(Excerpts from a dataset)
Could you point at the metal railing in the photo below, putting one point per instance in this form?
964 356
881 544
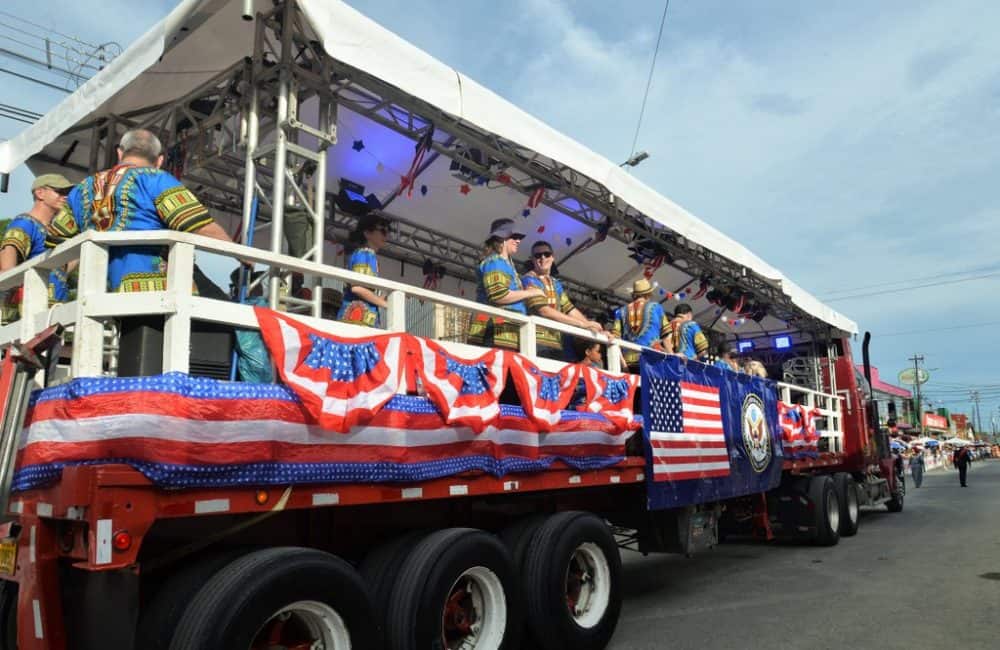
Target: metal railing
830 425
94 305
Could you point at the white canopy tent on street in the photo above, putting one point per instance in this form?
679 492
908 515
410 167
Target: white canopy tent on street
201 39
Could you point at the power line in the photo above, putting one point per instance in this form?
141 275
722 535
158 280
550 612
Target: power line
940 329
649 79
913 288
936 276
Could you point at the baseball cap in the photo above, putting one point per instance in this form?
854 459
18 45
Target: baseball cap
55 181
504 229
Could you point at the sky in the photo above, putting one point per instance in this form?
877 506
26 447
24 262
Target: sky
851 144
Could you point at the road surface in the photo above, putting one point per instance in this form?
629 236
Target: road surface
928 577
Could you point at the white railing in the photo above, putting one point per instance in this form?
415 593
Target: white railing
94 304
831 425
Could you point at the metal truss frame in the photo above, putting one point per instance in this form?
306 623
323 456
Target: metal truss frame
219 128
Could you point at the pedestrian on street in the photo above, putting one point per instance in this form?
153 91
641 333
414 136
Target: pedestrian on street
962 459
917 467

...

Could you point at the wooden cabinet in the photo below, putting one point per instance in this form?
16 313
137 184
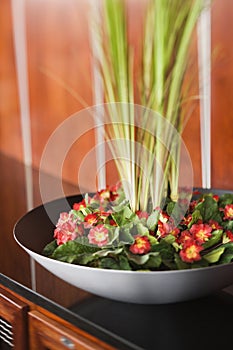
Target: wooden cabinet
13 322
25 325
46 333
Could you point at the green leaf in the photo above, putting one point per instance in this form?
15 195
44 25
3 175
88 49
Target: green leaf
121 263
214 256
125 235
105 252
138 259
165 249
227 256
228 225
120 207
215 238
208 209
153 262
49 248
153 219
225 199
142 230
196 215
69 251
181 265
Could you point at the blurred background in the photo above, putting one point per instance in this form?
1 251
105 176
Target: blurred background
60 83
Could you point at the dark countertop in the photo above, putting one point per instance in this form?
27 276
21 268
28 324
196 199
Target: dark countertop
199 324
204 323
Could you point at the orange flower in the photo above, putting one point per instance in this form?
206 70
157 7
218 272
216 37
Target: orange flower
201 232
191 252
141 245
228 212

---

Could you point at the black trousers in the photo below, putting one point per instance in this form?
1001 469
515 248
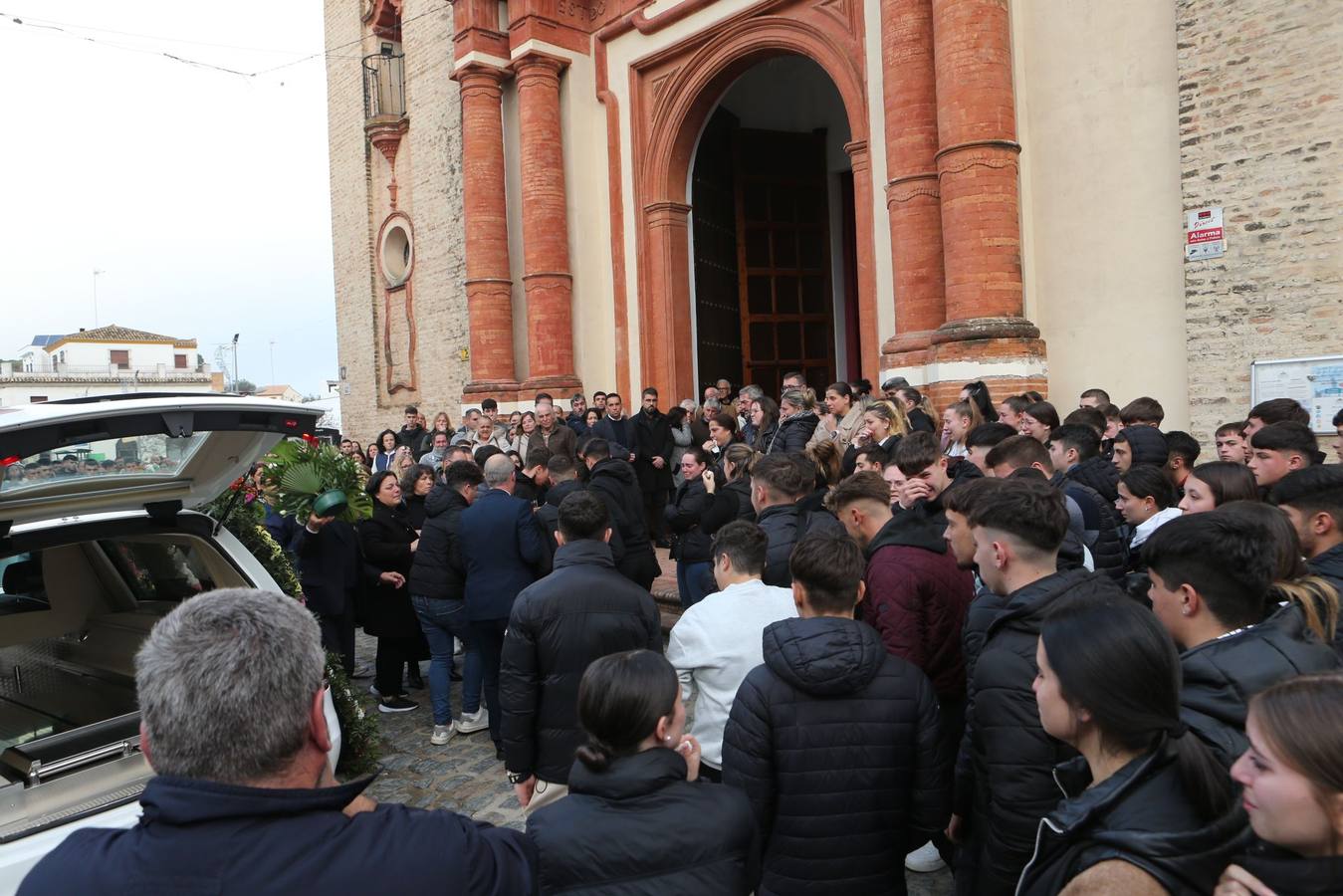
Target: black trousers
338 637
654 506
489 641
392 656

§ WHAT YOU WILL DO: Filter the entries above down to the lines that contain the word "below".

§ EXPECTED OUTPUT:
Could you point at the metal railing in the photo below, putting one point per instance in this form?
Could you point at the wooden cabinet in the photo below, putting one point per instance in this form?
Could you point at the black trousers in the photo below, putting one point per instance in this form?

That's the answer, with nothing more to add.